#### Goal
Reproduce the data that follows in its entirety, character for character.
******************************
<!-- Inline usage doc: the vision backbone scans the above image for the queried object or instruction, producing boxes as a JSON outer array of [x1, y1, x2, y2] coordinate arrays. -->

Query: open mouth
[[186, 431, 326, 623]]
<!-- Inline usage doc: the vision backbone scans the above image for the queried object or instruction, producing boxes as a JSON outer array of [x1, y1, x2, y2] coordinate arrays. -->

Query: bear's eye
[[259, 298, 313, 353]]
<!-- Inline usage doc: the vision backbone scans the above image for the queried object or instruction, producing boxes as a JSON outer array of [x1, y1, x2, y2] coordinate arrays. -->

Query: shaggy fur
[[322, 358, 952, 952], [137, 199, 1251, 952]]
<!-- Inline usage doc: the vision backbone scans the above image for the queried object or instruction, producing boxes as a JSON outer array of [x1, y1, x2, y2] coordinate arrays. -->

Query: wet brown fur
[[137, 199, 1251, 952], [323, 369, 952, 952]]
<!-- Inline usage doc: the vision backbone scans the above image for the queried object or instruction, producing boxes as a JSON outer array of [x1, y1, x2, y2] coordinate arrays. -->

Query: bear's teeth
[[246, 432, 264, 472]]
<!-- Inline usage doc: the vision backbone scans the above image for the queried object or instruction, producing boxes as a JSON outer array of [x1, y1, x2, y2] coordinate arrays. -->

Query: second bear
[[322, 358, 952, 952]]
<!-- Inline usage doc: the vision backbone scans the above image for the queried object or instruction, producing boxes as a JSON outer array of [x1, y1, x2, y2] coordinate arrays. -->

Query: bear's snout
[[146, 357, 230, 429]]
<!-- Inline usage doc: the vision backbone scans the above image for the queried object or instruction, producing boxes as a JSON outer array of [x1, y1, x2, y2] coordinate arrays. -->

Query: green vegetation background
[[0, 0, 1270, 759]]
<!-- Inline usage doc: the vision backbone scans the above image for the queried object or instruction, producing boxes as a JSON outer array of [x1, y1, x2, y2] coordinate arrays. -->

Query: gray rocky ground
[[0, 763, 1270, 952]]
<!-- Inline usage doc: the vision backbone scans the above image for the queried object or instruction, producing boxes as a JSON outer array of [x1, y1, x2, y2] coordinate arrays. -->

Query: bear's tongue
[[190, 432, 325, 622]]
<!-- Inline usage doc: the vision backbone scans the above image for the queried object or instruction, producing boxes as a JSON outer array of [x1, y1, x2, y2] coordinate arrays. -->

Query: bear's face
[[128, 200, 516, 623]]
******************************
#### Solution below
<!-- Inline usage doc: the vision backbone scans the above image for the queried object or instruction, producing boxes as a JSON outer array of [x1, y1, x2, y2] coordinate arrays. -->

Query: open mouth
[[186, 431, 326, 623]]
<!-- Inline usage doc: the vision backbone scans the above image for the queried object or instruction, producing boxes as a JSON outer array of [x1, y1, x2, y2] coordinate arrays. -->

Query: bear's eye
[[259, 298, 313, 353]]
<!-- Inline usage doc: the vision backbone scans the above image for the queried object or instruction, producing boxes as a JSON outer array of [x1, y1, x2, y2] coordinate arrays. -->

Query: shaggy fur
[[322, 358, 952, 952], [137, 199, 1251, 952]]
<!-- Inline usage doc: the vision backbone scans the above image for the queried object or instruction, producing boxes as a JSON outer array of [x1, y1, x2, y2] coordinate arrays. -->

Query: wet brown fur
[[137, 199, 1251, 952], [323, 369, 952, 952]]
<!-- Inline usage doc: the vision backbone scans the above image for the queried object or instruction, producing boxes as a JSON outer array of [x1, y1, x2, y2] coordinate arrays. -->

Query: bear's teeth
[[246, 432, 264, 472]]
<!-- Inline usage doc: the vision backbone scans the above image for the queried object or instruction, producing boxes as a JSON outer array of [x1, y1, x2, y2] coordinate arrays. -->

Query: second bear
[[322, 358, 952, 952]]
<!-- Inline usage doc: the vision backbone scans the above image for the queried object or instruction, producing boxes as a JSON outer array of [x1, y1, x2, y2] coordinate arrays. -->

Query: bear's snout
[[146, 357, 230, 429]]
<!-- Inline usage doc: the vision backbone scans the above image for the queried object or instruction, producing boxes as a JSON outer array of [x1, y1, x2, y2] coordinate arrays. -->

Query: green vegetation background
[[0, 0, 1270, 759]]
<!-- Inline usage doc: the vision backbone scans the above image for the queried object or instruction, producing boxes as a JSON outer array of [x1, y1, x2, y2] coordinate arrays. -->

Query: gray rocky ground
[[0, 763, 1270, 952]]
<!-- Inline usage doc: the vision backbone scans the above image for the queried object or instruction, producing boxes as a JSON outer array of [x1, y1, x2, y2] coordinate arrays. -->

Query: bear's tongue
[[190, 432, 325, 622]]
<!-- Inline usage doc: the vision backbone scans the above image for the queried object or instruction, producing boxes as a JSON outer array of [x1, y1, x2, y2] coordinate arrays. -->

Query: bear's face
[[128, 200, 516, 623]]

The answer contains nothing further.